> _Written exercise_
Write out exactly the lines running from the one that contains "Exercise. Mark the black shoulder" through the end of the material.

> _Stored records_
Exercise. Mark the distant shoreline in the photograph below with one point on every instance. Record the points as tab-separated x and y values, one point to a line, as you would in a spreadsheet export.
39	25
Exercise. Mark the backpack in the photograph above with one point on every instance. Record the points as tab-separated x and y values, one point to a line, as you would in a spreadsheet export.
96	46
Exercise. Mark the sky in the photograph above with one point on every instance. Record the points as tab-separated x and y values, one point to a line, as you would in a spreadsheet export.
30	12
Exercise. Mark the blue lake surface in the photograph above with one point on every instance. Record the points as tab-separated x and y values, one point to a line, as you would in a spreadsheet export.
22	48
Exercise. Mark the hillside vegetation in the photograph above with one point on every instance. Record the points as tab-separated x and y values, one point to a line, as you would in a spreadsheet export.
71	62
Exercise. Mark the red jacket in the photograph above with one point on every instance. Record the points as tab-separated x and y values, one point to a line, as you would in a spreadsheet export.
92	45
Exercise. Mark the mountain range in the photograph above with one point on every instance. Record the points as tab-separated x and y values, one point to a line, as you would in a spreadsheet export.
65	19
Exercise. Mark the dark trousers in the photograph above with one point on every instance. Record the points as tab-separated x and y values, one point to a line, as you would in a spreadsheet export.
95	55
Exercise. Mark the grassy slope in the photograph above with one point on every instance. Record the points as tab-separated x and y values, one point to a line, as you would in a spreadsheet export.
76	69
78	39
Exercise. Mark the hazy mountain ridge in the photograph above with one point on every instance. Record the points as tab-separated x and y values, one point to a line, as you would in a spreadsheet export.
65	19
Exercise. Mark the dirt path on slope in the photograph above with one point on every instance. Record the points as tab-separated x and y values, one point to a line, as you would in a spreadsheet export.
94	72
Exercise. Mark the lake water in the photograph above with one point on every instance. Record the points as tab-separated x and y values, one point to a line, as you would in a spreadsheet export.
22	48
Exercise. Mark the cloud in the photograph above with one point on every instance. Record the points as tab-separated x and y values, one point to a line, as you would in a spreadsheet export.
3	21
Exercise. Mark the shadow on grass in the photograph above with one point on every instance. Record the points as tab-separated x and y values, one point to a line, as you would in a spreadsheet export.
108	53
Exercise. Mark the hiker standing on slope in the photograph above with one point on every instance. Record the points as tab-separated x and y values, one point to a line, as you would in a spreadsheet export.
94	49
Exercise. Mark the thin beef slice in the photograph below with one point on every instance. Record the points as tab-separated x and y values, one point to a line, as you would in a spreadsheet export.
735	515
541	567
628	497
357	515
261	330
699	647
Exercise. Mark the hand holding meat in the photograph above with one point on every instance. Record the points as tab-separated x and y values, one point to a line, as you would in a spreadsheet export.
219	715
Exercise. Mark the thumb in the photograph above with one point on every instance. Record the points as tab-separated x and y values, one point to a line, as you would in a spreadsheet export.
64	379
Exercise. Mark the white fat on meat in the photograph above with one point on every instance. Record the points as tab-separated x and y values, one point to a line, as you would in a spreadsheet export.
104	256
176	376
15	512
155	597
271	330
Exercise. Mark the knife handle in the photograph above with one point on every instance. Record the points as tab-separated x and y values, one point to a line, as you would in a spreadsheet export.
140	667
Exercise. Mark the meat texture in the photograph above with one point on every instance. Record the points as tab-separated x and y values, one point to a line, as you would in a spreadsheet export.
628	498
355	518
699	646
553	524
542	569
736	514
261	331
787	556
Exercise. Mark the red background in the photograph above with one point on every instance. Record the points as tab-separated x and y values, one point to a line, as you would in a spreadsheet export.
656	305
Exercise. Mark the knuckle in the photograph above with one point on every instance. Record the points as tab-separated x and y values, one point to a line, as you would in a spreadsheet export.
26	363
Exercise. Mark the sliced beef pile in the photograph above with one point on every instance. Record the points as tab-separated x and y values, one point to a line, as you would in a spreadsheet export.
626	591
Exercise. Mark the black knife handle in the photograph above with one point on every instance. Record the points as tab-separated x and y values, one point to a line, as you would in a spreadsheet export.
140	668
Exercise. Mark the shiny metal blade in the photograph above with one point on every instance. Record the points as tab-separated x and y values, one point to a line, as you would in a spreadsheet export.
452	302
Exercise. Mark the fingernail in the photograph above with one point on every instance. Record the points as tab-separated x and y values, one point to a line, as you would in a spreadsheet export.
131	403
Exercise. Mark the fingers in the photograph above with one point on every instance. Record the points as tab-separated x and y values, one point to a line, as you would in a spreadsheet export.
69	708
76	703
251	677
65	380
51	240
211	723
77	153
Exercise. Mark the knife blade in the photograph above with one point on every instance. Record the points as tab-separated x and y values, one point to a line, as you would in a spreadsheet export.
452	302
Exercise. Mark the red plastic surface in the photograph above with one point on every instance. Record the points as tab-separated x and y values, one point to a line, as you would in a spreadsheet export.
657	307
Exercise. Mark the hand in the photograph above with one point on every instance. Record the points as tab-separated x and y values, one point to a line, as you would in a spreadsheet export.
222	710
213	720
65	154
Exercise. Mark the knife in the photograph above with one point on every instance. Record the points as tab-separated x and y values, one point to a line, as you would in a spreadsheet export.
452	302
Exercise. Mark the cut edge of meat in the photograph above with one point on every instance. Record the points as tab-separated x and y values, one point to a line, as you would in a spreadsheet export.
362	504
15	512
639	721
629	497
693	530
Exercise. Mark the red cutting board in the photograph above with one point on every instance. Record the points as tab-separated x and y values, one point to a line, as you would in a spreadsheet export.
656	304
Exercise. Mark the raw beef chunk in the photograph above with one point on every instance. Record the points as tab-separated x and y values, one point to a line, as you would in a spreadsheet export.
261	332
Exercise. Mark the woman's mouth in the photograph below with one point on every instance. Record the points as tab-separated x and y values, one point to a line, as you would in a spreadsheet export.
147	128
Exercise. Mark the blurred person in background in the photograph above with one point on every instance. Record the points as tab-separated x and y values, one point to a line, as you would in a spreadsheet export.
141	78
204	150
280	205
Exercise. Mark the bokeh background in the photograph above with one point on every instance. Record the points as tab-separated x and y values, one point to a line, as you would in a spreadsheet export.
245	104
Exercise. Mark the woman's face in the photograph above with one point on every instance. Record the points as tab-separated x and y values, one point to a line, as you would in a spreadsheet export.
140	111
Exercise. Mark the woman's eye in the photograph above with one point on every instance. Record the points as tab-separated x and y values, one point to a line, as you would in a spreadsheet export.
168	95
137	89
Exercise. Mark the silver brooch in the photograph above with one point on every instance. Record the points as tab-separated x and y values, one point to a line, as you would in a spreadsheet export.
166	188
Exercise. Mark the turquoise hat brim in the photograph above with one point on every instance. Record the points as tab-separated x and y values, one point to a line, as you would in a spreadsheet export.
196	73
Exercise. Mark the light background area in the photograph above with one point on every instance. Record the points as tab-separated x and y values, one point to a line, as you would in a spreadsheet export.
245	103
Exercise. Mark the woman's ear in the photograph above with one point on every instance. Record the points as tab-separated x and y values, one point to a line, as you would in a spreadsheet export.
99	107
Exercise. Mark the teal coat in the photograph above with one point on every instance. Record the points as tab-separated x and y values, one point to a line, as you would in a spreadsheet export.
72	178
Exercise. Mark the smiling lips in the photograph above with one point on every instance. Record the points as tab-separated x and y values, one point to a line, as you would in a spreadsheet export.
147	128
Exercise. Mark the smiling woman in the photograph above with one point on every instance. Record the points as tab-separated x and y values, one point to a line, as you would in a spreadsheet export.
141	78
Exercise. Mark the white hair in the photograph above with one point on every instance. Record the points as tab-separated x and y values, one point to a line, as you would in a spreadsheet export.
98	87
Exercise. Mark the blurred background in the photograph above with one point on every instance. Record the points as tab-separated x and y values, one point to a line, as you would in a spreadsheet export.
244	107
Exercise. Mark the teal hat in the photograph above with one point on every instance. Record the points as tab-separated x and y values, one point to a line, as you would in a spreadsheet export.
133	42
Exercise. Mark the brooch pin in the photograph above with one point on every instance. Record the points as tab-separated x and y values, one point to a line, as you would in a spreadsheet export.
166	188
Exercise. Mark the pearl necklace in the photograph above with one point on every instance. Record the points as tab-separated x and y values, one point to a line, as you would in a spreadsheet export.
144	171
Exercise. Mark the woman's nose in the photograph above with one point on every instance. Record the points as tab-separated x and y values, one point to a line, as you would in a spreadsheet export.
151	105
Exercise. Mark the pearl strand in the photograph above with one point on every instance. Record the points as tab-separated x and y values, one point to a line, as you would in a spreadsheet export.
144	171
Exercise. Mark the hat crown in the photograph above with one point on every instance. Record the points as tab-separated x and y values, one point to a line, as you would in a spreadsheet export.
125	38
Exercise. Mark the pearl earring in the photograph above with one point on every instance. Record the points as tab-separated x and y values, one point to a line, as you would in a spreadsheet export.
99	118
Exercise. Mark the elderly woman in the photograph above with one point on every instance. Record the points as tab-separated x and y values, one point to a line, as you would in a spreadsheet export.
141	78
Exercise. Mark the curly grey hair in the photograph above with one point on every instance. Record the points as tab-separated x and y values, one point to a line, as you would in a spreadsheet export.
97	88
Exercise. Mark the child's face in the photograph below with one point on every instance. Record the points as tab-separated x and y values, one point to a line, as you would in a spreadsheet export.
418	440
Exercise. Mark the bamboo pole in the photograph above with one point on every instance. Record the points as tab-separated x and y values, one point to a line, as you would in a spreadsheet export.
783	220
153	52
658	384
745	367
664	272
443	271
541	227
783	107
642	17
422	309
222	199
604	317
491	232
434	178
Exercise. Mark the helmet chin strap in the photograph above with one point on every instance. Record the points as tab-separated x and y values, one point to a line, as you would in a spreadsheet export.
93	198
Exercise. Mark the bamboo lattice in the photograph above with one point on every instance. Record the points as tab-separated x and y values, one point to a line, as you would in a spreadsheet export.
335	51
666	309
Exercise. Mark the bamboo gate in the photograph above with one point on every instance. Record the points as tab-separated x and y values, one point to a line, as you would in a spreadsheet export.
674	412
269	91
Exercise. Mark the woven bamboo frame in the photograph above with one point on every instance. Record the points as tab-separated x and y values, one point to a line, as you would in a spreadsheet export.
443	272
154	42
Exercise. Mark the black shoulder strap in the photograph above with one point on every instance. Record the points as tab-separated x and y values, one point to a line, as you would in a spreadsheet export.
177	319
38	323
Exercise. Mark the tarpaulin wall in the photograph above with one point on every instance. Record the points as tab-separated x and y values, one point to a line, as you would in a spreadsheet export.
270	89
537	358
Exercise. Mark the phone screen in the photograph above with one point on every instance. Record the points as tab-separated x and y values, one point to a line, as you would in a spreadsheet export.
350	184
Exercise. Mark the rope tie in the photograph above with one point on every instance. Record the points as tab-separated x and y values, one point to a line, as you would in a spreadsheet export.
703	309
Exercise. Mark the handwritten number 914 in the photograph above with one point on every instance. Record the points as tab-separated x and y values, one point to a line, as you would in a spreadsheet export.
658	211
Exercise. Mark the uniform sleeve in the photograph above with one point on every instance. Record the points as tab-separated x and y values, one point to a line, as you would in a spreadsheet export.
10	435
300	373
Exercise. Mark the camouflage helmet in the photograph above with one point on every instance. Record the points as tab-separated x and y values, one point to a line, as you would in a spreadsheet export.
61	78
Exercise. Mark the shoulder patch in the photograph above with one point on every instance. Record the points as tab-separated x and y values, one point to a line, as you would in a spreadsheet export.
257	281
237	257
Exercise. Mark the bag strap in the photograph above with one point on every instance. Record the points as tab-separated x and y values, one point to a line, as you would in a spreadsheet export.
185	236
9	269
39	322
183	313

> _Correct response_
Exercise. Mark the black shoulder strap in the photograph above with one point on every instance. Record the points as tab-separated x and y values, one point to a line, as you would in a spreadsheet export.
177	319
38	323
Exercise. Mark the tarpaulin wall in the photograph above with one point on every instance. Record the points as tab-separated x and y values, one point to a line, as you would in a spreadsheet export.
270	89
537	358
Exercise. Mark the phone screen in the photograph above with one point on every instance. Record the points as tab-separated x and y values, one point to a line, as you would in a spreadsheet export.
350	184
Exercise. Mark the rope tie in the photograph above with one point on every instance. Record the points as tab-separated x and y values, one point to a line, as you would in a spreadsheet export.
703	309
Exercise. Mark the handwritten number 914 in the photograph above with one point on every instance. Record the points as tab-separated x and y values, one point to a line, as you would in a spreadsheet export.
658	211
Exercise. Mark the uniform sleeve in the photograph above with one point on every instance. Record the points as tab-separated x and y values, one point to a line, as you would in a spreadsheet export.
10	435
300	373
Exercise. Mark the camouflage helmet in the photograph above with one point on every instance. Record the points as tab-separated x and y values, one point to a line, as you would in a spreadsheet export.
61	78
Exercise. Mark the shoulder patch in the photograph above with one point on every instance. Record the points as tab-separated x and y values, one point to a line, as you would in a spreadsheet export.
257	281
237	257
Exercise. Mark the bag strap in the photograph above with one point on every instance. Record the points as tab-separated x and y values, one point to a line, as you would in a spreadsheet export.
185	236
9	269
39	322
183	313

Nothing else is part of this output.